*To be done*:
Gather every line below that contains the string "shorts", matching case exactly, and copy each one.

╭─ Exercise data

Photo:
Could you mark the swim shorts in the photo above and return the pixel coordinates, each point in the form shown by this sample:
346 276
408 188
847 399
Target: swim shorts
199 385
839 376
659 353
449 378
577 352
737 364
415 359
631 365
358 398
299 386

╰─
╭─ Exercise data

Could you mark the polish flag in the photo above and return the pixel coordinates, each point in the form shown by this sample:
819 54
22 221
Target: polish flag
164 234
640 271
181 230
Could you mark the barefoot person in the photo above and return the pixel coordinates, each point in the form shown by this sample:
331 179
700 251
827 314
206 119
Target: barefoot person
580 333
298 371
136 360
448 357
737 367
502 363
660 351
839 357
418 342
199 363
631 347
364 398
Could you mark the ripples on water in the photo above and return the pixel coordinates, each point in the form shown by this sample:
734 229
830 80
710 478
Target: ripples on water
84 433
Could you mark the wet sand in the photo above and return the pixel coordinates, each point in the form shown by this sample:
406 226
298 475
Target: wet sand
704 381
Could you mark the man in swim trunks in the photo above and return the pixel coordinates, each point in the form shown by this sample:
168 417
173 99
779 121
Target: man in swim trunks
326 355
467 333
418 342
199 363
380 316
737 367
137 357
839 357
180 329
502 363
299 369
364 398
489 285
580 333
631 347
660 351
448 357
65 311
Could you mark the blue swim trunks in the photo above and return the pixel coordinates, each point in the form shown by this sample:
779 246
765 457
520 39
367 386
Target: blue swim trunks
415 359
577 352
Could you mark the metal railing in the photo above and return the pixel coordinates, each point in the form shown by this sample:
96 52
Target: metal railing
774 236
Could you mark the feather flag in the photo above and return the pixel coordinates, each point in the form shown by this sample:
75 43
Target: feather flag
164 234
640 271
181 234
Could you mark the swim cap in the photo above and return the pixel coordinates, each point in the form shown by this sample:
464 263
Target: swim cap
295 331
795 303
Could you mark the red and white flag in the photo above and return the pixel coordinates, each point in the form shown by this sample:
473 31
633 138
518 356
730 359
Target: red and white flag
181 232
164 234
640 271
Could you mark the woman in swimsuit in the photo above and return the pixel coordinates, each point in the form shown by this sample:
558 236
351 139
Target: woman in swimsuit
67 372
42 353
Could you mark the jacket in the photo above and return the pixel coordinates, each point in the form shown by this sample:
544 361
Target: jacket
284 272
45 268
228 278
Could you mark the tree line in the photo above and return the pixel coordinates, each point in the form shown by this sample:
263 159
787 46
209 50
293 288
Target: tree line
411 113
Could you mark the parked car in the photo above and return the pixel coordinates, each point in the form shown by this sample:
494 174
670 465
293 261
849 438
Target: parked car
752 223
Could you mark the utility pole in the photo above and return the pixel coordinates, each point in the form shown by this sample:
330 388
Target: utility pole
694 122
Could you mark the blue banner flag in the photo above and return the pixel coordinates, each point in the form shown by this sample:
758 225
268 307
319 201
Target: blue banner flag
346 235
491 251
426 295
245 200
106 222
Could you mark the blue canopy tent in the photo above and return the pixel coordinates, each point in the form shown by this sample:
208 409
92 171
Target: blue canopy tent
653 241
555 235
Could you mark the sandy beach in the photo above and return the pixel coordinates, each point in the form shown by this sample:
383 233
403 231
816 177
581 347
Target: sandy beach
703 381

╰─
╭─ Exercise data

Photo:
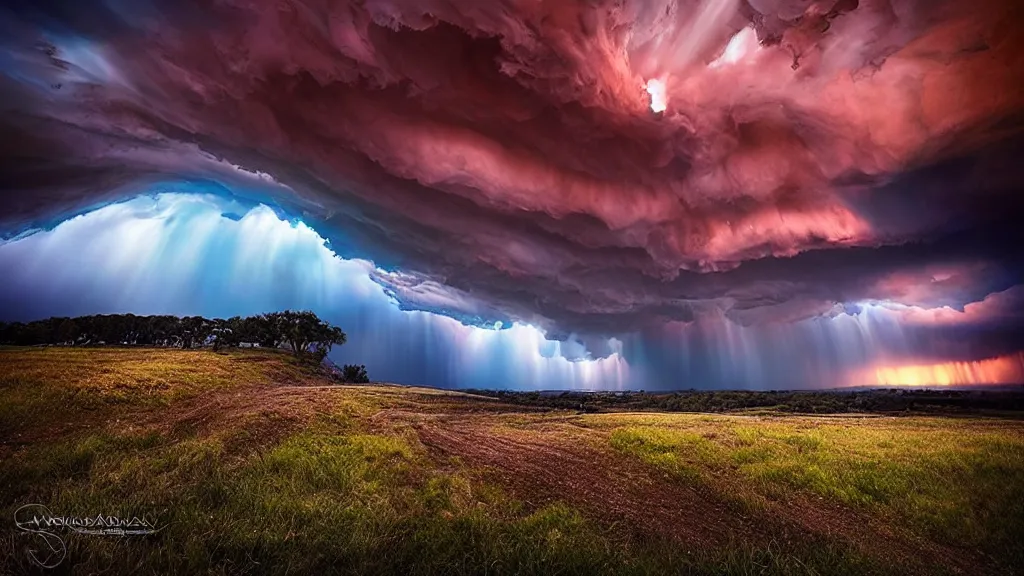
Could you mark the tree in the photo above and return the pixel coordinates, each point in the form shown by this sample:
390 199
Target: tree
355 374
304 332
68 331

╰─

*Answer for this exercise*:
Could you mark the swim shorts in the photo above and return the pixel coordinates, each point in the form shown by this sample:
Target: swim shorts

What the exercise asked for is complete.